> **Material to process**:
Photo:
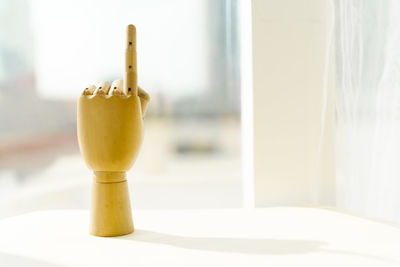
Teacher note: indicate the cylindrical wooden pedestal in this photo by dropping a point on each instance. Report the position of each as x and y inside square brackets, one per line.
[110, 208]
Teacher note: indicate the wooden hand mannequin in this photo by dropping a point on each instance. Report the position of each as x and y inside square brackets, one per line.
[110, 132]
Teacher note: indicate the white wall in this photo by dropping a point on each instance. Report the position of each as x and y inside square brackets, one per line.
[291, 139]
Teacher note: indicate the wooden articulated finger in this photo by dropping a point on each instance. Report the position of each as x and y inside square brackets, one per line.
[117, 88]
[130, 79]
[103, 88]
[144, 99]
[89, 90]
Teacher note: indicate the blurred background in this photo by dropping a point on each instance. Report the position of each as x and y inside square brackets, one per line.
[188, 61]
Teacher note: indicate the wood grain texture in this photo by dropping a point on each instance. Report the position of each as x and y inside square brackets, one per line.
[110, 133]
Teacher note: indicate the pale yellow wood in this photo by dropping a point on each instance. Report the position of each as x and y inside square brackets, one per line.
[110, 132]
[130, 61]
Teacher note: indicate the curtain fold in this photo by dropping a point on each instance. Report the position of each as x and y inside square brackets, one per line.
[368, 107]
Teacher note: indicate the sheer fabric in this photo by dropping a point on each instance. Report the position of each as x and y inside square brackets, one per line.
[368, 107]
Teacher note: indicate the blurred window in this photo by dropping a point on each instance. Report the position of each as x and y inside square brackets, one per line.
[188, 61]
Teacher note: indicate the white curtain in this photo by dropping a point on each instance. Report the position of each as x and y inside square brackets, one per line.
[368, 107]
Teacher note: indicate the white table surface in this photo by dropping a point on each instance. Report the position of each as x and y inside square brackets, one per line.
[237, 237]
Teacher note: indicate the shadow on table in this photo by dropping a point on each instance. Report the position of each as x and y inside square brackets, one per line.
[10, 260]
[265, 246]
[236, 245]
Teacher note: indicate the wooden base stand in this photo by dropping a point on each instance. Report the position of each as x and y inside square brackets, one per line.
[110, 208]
* * *
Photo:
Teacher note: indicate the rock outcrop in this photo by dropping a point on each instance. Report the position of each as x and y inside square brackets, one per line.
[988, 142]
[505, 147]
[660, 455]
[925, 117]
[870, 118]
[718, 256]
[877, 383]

> **Aim of the task**: Identify every line of the listing that contains the word "blurred", and copy each such line.

> **Completed task**:
Teacher note: indicate the blurred background in this photo by dropping a point on each instance. Report the position of each as x and y inside square brackets, one per line.
Teacher note: indicate the blurred window in this photo by dropping a point on each instance. Report the position of each as x and y inside square brackets, one per line.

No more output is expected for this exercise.